# START OF RECORDS FOR THE TASK

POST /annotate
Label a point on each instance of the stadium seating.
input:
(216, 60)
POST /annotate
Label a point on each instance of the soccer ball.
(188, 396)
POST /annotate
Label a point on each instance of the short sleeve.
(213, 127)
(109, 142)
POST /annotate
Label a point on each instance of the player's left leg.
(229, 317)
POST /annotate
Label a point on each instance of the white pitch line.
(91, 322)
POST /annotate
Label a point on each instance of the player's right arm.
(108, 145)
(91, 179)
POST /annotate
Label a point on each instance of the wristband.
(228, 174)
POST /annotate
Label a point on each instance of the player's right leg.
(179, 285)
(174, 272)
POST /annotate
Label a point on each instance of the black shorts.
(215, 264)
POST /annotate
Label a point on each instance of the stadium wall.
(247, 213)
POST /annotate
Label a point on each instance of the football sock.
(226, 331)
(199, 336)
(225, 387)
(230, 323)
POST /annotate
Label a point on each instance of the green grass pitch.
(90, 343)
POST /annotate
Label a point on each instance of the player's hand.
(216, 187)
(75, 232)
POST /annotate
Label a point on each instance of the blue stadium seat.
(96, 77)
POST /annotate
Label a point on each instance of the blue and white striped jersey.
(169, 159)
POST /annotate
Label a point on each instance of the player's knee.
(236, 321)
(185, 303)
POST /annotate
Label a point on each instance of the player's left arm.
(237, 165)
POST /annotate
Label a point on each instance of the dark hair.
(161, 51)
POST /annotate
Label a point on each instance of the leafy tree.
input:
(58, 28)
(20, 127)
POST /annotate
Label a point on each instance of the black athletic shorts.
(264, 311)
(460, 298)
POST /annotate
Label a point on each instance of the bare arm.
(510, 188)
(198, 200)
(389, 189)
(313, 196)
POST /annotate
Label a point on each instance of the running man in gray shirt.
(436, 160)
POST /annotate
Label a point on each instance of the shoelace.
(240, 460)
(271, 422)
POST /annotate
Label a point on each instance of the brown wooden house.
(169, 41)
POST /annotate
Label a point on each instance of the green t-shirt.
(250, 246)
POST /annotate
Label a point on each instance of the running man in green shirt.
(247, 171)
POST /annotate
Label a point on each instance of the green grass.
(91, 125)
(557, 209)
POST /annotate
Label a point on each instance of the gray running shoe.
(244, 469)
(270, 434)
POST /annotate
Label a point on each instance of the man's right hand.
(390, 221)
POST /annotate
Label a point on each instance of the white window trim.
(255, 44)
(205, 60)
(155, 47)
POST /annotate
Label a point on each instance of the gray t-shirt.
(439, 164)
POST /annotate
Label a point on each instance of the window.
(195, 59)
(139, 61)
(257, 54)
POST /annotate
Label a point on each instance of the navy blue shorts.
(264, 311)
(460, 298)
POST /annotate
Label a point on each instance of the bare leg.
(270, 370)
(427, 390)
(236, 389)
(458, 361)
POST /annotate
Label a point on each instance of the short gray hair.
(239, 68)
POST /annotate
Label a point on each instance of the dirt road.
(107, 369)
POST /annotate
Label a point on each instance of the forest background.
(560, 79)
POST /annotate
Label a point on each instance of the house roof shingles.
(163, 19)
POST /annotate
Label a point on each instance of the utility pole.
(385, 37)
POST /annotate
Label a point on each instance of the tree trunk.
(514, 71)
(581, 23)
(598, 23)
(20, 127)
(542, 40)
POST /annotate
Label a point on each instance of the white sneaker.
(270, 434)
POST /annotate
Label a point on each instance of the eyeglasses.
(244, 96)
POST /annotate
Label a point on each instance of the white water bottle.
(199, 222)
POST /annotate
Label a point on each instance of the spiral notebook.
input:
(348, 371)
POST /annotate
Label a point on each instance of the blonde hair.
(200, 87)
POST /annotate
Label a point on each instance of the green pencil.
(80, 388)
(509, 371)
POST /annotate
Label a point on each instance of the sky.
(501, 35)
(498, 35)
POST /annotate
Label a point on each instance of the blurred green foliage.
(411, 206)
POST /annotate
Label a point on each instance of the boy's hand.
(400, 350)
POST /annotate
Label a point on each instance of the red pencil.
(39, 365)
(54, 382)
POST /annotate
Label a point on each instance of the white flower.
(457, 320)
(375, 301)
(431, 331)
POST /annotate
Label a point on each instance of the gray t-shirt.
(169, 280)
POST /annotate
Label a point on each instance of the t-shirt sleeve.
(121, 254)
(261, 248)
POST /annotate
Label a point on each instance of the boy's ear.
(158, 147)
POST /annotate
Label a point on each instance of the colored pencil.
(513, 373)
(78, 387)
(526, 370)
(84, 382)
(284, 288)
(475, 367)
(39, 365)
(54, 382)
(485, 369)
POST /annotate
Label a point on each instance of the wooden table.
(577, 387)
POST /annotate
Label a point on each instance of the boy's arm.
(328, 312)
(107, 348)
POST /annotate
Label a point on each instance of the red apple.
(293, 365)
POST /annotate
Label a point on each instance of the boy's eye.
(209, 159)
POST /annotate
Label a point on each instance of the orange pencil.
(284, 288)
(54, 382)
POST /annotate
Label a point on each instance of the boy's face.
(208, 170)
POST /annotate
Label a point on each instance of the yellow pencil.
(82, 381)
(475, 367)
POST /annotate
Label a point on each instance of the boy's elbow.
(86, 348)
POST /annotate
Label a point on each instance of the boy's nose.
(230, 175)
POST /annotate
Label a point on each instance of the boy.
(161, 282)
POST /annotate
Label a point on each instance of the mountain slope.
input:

# END OF RECORDS FOR THE TASK

» **EXERCISE**:
Copy every record above exactly as it appears.

» **THE SOLUTION**:
POST /annotate
Label a point on each instance of the stadium seating.
input:
(216, 60)
POST /annotate
Label a point on each instance of the soccer ball.
(188, 396)
POST /annotate
Label a point on each instance of the short sleeve.
(213, 127)
(109, 142)
POST /annotate
Label a point on each instance of the player's left leg.
(229, 317)
POST /annotate
Label a point on each instance of the white pitch line.
(91, 322)
POST /annotate
Label a point on each instance of the player's right arm.
(108, 145)
(91, 179)
POST /annotate
Label a point on each instance of the wristband.
(228, 174)
POST /annotate
Label a point on each instance of the player's right leg.
(179, 285)
(174, 272)
POST /annotate
Label a point on each instance of the black shorts.
(215, 264)
POST /annotate
Label a point on each instance of the stadium wall.
(247, 213)
POST /annotate
Label a point on each instance of the football sock.
(226, 331)
(199, 336)
(225, 387)
(230, 323)
POST /annotate
Label a point on each instance of the green grass pitch.
(90, 343)
POST /annotate
Label a point on each instance of the player's hand.
(216, 187)
(75, 232)
POST /annotate
Label a point on each instance of the blue stadium seat.
(96, 77)
POST /annotate
Label a point on each instance of the blue and white striped jersey.
(169, 159)
POST /annotate
Label a point on each instance of the player's knee.
(236, 321)
(185, 303)
POST /annotate
Label a point on each instance of the player's left arm.
(237, 165)
POST /annotate
Label a point on each instance of the dark hair.
(161, 51)
POST /annotate
Label a point on each instance of the leafy tree.
input:
(58, 28)
(20, 127)
POST /annotate
Label a point on each instance of the black athletic shorts.
(264, 311)
(460, 298)
POST /annotate
Label a point on each instance of the bare arm.
(510, 188)
(198, 200)
(389, 189)
(313, 196)
POST /annotate
Label a point on each instance of the running man in gray shirt.
(436, 160)
POST /annotate
Label a point on each instance of the shoelace.
(240, 460)
(271, 422)
POST /annotate
Label a point on each instance of the brown wooden house.
(169, 41)
POST /annotate
Label a point on each instance of the green t-shirt.
(250, 246)
POST /annotate
Label a point on each instance of the running man in green shirt.
(247, 171)
POST /annotate
Label a point on each instance of the green grass.
(91, 125)
(557, 209)
POST /annotate
Label a point on each instance of the gray running shoe.
(244, 469)
(270, 434)
POST /annotate
Label a point on each instance of the man's right hand.
(390, 221)
POST /annotate
Label a point on each instance of the white window trim.
(255, 44)
(205, 60)
(155, 47)
POST /annotate
Label a point on each instance of the gray t-shirt.
(439, 164)
POST /annotate
Label a point on each instance of the window.
(195, 59)
(139, 61)
(257, 54)
POST /annotate
Label a point on each instance of the navy blue shorts.
(264, 311)
(460, 298)
POST /annotate
Label a point on each instance of the bare leg.
(270, 370)
(427, 390)
(236, 389)
(458, 361)
POST /annotate
Label a point on each instance of the short gray hair.
(239, 68)
POST /annotate
Label a point on each instance of the dirt road.
(107, 369)
POST /annotate
Label a point on each instance of the forest background.
(560, 79)
POST /annotate
Label a point on each instance of the house roof shingles.
(163, 19)
POST /annotate
Label a point on each instance of the utility pole.
(385, 37)
POST /annotate
Label a point on each instance of the tree trunk.
(514, 71)
(581, 23)
(598, 23)
(20, 127)
(542, 40)
POST /annotate
Label a point on each instance of the white sneaker.
(270, 434)
POST /annotate
Label a point on each instance of the eyeglasses.
(244, 96)
POST /annotate
Label a point on each instance of the white water bottle.
(199, 222)
POST /annotate
Label a point on each instance of the spiral notebook.
input:
(348, 371)
POST /annotate
Label a point on each instance of the blonde hair.
(200, 87)
POST /annotate
Label a point on each instance of the green pencil.
(80, 388)
(509, 371)
POST /annotate
Label a point on each instance of the sky.
(501, 35)
(498, 35)
POST /annotate
Label a point on each instance of the blurred green foliage.
(411, 206)
POST /annotate
Label a point on each instance of the boy's hand.
(400, 350)
POST /annotate
Label a point on each instance of the red pencil.
(39, 365)
(54, 382)
POST /annotate
Label a point on each instance of the white flower.
(457, 320)
(375, 301)
(431, 331)
POST /annotate
Label a point on each instance of the gray t-shirt.
(169, 280)
POST /annotate
Label a point on each instance of the t-shirt sleeve.
(121, 254)
(261, 248)
POST /annotate
Label a point on each instance of the boy's ear.
(158, 147)
POST /annotate
Label a point on each instance of the colored pencil.
(513, 373)
(78, 387)
(526, 370)
(84, 382)
(284, 288)
(475, 367)
(39, 365)
(54, 382)
(485, 369)
POST /annotate
Label a point on each instance of the wooden table.
(577, 387)
POST /annotate
Label a point on each instance of the boy's arm.
(328, 312)
(107, 348)
POST /annotate
Label a point on each instance of the red apple.
(293, 365)
POST /annotate
Label a point on each instance of the boy's eye.
(209, 159)
POST /annotate
Label a point on each instance of the orange pencil.
(284, 288)
(54, 382)
POST /annotate
Label a point on each instance of the boy's face.
(208, 170)
POST /annotate
Label a point on each instance of the yellow pencil.
(82, 381)
(475, 367)
POST /annotate
Label a point on each instance of the boy's elbow.
(86, 348)
POST /annotate
Label a point on each instance of the boy's nose.
(230, 175)
POST /annotate
Label a point on each instance of the boy.
(161, 282)
POST /annotate
Label a point on each instance of the mountain slope.
input:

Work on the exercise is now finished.